Gestellte Aufgabe a: Wandle die Zeilen, beginnend bei der Zeile mit „formatted like [59,358].“ und endend mit der letzten Zeile, in eine JSON-Liste von Strings um, ein String je Zeile und ohne Leerzeilen.

Textauszug:
Nach der ständigen Rechtsprechung des Verwaltungsgerichtshofes ist es in einem Verfahren über den Nachlass von Gerichtsgebühren Sache des Antragstellers, einwandfrei und unter Ausschluss jeglichen Zweifels das Vorliegen aller jener Umstände darzutun, auf die der Nachlass gestützt werden kann. Daraus folgt, dass eine Abweisung des Nachlassantrages nicht erst dann zu erfolgen hat, wenn feststeht, dass der Nachlasswerber über Mittel verfügt, die das Vorliegen einer besonderen Härte durch die Einbringung ausschließen, sondern schon dann, wenn substantiierte Zweifel bestehen, dass es ihm an derartigen Mitteln mangelt (VwGH 26.01.1996, 93/17/0265). Im Nachsichtverfahren trifft den Antragsteller somit eine erhöhte Mitwirkungspflicht (VwGH 29.06.2006, 2006/16/0021 mwN; vgl. auch VwGH 29.04.2013, 2010/16/0182).

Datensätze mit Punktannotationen
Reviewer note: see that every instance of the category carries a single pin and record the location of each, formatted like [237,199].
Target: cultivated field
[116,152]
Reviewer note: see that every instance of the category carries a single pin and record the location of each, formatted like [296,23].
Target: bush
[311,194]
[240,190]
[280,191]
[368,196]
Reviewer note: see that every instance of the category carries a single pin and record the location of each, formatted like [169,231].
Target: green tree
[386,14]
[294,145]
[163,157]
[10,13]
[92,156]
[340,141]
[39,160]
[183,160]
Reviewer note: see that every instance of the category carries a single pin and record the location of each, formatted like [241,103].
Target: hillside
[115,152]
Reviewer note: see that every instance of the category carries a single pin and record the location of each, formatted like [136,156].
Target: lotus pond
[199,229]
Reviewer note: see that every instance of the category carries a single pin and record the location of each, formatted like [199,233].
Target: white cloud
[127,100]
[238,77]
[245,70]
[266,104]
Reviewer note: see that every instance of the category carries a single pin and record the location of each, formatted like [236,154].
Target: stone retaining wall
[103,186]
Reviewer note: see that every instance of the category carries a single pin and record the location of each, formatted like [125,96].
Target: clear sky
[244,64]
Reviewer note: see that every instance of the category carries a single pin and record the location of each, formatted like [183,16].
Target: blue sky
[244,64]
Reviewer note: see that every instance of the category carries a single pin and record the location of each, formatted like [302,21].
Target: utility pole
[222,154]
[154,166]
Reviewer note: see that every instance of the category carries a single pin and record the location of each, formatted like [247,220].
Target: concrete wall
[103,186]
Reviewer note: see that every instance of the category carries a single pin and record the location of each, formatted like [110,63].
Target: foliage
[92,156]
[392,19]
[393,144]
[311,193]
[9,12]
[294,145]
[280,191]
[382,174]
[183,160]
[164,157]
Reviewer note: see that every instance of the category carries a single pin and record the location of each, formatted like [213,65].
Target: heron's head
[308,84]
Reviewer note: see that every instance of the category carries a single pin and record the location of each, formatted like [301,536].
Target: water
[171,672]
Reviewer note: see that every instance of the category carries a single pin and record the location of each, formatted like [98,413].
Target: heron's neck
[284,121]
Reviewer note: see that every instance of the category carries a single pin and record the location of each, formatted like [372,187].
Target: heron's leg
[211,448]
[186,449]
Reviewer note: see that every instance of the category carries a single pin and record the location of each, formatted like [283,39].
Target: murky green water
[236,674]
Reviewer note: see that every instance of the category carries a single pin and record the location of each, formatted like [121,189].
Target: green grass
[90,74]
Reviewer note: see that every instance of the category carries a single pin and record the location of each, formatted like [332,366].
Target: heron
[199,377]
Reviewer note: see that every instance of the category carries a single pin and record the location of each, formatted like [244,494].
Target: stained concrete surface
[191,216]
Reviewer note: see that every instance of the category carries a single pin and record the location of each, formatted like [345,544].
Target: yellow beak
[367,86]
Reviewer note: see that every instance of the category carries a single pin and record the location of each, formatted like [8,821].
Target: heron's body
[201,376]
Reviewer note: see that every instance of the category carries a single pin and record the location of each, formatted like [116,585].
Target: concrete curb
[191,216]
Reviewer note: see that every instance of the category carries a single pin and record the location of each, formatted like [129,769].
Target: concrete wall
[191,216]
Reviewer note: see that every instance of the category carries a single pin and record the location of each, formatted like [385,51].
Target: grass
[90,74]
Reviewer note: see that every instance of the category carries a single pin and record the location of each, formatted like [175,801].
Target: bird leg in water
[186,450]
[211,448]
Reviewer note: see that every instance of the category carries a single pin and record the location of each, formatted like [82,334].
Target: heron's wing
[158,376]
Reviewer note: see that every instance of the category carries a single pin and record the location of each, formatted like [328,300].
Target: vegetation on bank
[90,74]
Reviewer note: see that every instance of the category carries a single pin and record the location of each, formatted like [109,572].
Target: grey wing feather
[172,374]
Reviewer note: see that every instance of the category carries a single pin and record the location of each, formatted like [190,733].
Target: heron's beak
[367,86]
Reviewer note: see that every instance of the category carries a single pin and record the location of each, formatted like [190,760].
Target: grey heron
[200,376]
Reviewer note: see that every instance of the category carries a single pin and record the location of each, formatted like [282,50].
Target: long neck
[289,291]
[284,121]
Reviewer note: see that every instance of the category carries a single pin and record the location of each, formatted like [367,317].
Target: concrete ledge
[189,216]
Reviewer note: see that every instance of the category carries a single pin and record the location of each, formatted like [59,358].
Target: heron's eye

Gestellte Aufgabe b: Setze bitte den Textauszug über den Nachlass von Gerichtsgebühren fort.

Lösung a:
[
  "Reviewer note: see that every instance of the category carries a single pin and record the location of each, formatted like [59,358].",
  "Target: heron's eye"
]

Lösung b:
Enthält der Nachlassantrag keine Angaben zum Vermögen des Antragstellers, ist die Behörde auch nicht verpflichtet, den Beschwerdeführer zu weiteren Aufklärungen zu veranlassen. Sie kann den Antrag vielmehr ohne weitere Erhebungen abweisen (Dokalik aaO, E 10).
Besondere Härte liegt nicht vor, wenn die wirtschaftlichen Schwierigkeiten vorübergehender Natur sind (VwGH 29.04.2013, 2010/16/0182; 27.11.2008, 2007/16/0009; 28.03.1996, 96/16/7297).
3.2.2.1. Zur Abweisung der Beschwerde:
3.2.2.1.1. Wie die belangte Behörde zutreffend ausgeführt hat, hat die Beschwerdeführerin es entgegen der zuvor dargestellten Rechtsprechung des Verwaltungsgerichtshofes unterlassen, die für den Nachlass erforderliche besondere Härte darzulegen, und insbesondere ihre Einkommens- und Vermögenslage nicht erschöpfend dargetan. Der Behörde ist Recht zu geben, dass die Übermittlung einer Seite eines – sich offenbar auf die Anpassung einer der Beschwerdeführerin gewährten Rente wegen voller Erwerbsminderung beziehenden – Informationsschreibens zur Darlegung einer besonderen Härte iSd § 9 Abs. 2 GEG nicht ausreicht.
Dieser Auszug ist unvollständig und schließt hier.